§ Page extract:
* begin *
[Note from Jon: If you have either read this post annually or simply want to jump to the results without my excessive background and contextualizing, just scroll straight to the graph. Spoiler alert: These are the best results we have ever had!]
Each year I fret about how to best facilitate an appropriate conversation about why our school engages in standardized testing (which for us, like many independent schools in Canada, is the CAT*4, but next year will become the CAT*5), what the results mean (and what they don’t mean), how it impacts the way in which we think about “curriculum” and, ultimately, what the connection is between a student’s individual results and our school’s personalized learning plan for that student. It is not news that education is a field in which pendulums tend to wildly swing back and forth as new research is brought to light. We are always living in that moment and it has always been my preference to aim towards pragmatism. Everything new isn’t always better and, yet, sometimes it is. Sometimes you know right away and sometimes it takes years.
* end *
§ Task details: For each statement, answer yes or no on whether the standardized testing post supports it, and quote the words from the post that decide it. 1. The school uses the CAT*4 now and will move to the CAT*5 next year. 2. The writer holds that everything new in education is better. 3. The writer has always preferred to aim towards pragmatism. The lines after this point come from a different source than the text.

§ Data provided:
* begin *
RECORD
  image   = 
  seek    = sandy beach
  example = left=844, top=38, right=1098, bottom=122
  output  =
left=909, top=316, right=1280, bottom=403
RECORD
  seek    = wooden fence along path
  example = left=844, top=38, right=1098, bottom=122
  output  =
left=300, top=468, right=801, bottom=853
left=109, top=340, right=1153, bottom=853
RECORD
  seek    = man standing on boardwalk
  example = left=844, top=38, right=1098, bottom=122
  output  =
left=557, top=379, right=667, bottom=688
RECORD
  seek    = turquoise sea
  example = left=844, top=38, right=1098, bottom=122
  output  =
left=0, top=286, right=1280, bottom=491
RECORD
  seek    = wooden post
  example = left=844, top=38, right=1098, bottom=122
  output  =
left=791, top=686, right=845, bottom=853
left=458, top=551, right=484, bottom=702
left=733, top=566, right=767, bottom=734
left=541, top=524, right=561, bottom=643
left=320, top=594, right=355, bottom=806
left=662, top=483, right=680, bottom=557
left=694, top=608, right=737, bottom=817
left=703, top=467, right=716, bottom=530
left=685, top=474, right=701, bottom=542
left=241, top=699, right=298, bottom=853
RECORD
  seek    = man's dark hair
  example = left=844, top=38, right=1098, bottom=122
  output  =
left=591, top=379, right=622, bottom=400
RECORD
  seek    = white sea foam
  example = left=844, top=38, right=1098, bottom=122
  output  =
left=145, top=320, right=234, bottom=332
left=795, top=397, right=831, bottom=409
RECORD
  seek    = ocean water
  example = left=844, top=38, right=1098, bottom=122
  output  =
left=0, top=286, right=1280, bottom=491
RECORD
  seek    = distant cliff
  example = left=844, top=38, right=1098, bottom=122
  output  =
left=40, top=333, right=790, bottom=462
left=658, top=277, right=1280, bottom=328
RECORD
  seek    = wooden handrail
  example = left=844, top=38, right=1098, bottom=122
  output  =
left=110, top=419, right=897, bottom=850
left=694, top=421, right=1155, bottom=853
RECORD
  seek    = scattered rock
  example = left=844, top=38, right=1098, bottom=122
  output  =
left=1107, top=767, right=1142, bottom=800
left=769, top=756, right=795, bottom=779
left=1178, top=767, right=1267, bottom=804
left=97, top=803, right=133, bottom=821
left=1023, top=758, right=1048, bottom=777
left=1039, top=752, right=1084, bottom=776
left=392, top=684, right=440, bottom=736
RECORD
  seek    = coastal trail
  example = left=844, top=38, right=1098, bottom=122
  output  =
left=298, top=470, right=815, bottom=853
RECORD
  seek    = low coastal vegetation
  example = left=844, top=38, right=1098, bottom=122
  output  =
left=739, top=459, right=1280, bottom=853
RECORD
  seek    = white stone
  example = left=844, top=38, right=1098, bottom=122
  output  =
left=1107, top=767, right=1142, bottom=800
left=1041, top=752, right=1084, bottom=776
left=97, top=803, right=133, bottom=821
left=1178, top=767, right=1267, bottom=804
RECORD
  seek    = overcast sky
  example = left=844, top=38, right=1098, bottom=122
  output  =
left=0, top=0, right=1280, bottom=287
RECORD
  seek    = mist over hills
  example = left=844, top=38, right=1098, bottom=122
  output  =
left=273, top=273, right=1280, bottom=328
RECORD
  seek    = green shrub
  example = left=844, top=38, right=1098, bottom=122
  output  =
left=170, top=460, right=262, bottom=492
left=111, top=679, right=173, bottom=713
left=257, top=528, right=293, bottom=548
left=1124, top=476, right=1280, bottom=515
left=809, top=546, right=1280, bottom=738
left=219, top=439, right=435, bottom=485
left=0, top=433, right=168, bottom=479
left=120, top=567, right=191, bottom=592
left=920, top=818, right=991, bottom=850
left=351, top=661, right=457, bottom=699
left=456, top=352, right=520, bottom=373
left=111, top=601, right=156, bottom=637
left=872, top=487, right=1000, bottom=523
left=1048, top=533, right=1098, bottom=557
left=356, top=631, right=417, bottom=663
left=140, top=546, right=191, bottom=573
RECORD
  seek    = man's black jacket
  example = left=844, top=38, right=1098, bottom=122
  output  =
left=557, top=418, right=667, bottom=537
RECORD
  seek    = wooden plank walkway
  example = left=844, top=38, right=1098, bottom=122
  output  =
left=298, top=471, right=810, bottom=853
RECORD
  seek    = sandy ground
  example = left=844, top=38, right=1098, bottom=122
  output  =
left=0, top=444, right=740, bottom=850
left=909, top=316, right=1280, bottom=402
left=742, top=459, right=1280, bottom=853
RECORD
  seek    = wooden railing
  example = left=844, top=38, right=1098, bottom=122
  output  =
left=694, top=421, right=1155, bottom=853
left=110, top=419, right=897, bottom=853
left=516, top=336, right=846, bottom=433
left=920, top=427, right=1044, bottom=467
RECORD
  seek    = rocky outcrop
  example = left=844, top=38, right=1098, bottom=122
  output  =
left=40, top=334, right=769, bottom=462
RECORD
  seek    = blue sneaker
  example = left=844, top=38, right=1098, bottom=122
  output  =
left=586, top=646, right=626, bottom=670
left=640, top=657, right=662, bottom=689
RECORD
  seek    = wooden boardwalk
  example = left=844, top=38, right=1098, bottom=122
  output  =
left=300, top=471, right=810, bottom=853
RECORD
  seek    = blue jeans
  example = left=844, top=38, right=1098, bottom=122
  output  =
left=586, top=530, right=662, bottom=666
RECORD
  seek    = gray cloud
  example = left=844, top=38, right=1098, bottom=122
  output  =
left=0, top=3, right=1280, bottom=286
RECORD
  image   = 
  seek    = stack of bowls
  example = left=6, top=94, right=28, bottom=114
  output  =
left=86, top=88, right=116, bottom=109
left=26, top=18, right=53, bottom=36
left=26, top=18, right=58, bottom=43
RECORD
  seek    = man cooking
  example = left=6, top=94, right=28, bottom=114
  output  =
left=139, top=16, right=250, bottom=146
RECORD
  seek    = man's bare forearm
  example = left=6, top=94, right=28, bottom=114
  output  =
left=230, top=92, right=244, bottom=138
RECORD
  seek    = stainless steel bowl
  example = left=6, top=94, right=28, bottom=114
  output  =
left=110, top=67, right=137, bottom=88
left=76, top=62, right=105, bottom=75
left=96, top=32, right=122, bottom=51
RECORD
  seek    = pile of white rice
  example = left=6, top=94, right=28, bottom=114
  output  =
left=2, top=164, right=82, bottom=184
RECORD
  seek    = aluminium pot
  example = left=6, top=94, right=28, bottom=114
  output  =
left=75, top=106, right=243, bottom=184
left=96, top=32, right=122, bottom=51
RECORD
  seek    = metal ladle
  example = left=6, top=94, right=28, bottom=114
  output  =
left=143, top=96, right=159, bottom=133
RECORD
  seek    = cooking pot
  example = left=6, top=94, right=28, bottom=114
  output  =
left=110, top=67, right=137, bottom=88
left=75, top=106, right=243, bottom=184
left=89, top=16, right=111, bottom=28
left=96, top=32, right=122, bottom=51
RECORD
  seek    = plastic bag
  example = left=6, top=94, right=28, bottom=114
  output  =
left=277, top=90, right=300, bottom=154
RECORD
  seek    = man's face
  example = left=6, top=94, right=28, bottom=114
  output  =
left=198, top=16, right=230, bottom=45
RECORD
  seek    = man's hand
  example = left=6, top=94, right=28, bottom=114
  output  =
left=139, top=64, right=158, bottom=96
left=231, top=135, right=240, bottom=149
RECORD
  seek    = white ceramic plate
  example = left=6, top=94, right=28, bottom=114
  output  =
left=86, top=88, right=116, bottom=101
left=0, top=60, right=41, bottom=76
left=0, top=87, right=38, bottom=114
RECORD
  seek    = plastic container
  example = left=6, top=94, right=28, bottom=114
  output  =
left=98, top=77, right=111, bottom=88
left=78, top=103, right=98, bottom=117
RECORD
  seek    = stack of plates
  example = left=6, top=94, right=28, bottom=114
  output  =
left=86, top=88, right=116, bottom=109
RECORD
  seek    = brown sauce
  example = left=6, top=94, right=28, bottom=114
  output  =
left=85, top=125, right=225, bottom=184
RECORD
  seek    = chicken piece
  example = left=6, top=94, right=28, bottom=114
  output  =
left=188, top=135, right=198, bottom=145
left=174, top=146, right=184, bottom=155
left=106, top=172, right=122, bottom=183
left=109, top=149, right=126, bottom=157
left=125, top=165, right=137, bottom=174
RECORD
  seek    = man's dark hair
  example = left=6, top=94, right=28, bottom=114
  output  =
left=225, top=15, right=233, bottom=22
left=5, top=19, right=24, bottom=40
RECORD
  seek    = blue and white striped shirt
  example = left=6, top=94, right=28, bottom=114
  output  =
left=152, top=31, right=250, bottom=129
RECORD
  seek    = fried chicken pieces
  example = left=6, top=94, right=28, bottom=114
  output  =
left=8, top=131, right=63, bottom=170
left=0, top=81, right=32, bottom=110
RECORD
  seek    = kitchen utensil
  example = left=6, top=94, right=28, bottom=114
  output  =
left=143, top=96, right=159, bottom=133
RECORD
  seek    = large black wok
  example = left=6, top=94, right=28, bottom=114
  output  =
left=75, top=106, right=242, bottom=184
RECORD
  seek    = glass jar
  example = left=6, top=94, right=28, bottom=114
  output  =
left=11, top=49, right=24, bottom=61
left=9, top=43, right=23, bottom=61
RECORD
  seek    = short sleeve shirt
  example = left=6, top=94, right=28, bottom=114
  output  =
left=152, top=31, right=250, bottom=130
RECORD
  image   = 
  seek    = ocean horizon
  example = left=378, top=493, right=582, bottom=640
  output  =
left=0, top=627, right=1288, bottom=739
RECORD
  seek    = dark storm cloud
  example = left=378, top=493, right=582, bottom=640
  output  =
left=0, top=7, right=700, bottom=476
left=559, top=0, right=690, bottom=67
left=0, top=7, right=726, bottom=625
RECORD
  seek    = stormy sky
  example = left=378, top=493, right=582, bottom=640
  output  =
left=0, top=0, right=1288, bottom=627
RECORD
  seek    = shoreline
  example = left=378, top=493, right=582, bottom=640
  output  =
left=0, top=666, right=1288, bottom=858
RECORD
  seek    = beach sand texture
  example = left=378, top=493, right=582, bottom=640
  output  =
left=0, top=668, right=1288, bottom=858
* end *
§ Answer to the exercise:
1. Yes: "is the CAT*4, but next year will become the CAT*5"
2. No: "Everything new isn’t always better and, yet, sometimes it is."
3. Yes: "it has always been my preference to aim towards pragmatism"